(Point-based annotation data)
START
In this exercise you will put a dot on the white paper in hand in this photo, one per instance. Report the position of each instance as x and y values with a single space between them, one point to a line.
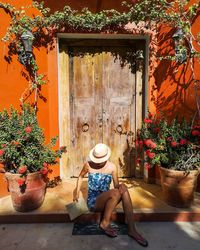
77 208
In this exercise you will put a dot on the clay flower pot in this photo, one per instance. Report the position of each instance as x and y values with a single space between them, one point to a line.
178 186
33 195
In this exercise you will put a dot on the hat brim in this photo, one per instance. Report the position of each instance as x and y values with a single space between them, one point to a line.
99 160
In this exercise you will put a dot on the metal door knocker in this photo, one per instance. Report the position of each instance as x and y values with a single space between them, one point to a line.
85 127
119 129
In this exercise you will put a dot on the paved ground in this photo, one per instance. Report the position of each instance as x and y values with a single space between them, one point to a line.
57 236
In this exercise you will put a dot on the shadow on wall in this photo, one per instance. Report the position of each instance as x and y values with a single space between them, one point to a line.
94 6
174 83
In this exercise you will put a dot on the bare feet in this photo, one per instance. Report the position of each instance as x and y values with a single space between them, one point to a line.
108 230
137 237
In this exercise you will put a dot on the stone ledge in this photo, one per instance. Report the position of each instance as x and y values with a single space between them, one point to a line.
63 217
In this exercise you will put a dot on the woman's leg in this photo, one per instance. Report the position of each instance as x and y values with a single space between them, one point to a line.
106 202
128 210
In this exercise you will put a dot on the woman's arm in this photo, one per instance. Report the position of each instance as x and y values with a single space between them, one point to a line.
121 187
115 177
79 182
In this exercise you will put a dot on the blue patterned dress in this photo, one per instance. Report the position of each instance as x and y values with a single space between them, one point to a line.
97 183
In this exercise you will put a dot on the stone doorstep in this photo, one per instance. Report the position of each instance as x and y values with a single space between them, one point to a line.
139 216
147 201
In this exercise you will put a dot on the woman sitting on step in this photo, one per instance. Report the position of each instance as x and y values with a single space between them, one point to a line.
103 199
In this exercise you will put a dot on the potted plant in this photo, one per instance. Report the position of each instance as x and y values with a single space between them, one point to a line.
25 157
174 147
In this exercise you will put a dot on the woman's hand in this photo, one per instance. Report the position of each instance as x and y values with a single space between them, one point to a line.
122 188
75 195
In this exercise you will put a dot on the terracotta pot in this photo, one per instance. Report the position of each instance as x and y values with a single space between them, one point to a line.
33 196
178 186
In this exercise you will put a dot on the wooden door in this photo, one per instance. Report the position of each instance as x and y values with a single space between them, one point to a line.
104 89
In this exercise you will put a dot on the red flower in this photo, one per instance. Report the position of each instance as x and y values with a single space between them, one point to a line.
44 170
147 120
183 142
21 181
147 165
22 169
173 144
28 129
1 152
195 132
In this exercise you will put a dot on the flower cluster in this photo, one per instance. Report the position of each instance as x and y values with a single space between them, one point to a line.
22 144
174 145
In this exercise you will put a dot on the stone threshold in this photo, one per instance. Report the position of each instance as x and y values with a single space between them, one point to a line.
148 205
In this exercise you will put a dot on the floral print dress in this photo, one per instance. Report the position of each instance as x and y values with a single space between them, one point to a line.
97 183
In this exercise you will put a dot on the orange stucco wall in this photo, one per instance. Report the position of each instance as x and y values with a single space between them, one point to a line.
166 88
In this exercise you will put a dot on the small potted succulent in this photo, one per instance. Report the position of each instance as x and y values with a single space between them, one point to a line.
175 148
25 157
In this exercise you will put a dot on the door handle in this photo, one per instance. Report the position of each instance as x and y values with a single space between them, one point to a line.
85 127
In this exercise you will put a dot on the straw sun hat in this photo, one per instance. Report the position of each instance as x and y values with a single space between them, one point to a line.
100 153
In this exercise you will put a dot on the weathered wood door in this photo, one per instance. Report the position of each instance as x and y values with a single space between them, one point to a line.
105 101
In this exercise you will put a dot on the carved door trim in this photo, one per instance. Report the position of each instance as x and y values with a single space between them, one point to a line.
67 97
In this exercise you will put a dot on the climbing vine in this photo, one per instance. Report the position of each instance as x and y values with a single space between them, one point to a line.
45 25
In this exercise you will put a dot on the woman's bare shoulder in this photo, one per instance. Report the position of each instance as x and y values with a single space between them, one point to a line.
112 166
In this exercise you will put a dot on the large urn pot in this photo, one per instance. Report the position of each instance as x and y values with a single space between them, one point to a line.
178 187
33 195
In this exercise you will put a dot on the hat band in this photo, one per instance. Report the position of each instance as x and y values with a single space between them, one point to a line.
100 156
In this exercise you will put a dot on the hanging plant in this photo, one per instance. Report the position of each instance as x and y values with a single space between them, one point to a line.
45 25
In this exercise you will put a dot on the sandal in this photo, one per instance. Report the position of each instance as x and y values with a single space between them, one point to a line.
140 240
109 231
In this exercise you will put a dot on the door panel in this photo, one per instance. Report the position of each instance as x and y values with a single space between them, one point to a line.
119 89
85 109
106 90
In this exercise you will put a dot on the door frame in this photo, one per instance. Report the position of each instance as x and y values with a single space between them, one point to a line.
64 90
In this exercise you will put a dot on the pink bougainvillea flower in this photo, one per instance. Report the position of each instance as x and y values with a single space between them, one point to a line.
END
REQUIRED WORK:
Transcribe exactly, and only, the lines from the one bearing "In this exercise you will put a dot on the carved" through the last line of the entries, counting both.

FINAL RESULT:
In this exercise you will put a dot on the carved door trim in this photo, one per instance. Report the position of each instance as x and y values with a single space between them, one point to a line.
67 97
In this exercise you will put a dot on the climbing vine in this photo, one per instance. Report the position of each instance as x and y values with a single space between them, one point to a line.
45 25
In this exercise you will put a dot on the woman's bare shoulder in this photo, one per instance. Report the position of each instance as x and y values with a single space between them, one point to a line.
112 166
In this exercise you will put a dot on the large urn pot in this photo, one per instance. Report the position of each instance as x and y values with a single space between them, one point to a line.
178 187
33 195
In this exercise you will put a dot on the hat band in this photo, one per instance. Report the position of each instance as x and y values with a single space between them, one point to a line.
100 156
In this exercise you will put a dot on the hanging plant in this photo, one per instance. Report the position of each instance as x and y values with a single space between them, one point to a line.
45 25
In this exercise you will put a dot on the sandal in this photo, one per instance. Report the position of each instance as x and y values with a single space between them, one point to a line.
140 240
109 231
In this exercise you will put a dot on the door panel in this photo, one per instance. Report the position of each instance as x and y values with a single space between them, one point to a line.
119 89
85 109
106 90
In this exercise you will put a dot on the door frame in this photo, one per instance. Report the position of each instance as x and y values with a single space between them, one point to a line.
64 90
In this exercise you will put a dot on the pink bougainvillea flower in this photo, one per instance. Report the position of each instance as x and y values with a single space between them, one point to a line.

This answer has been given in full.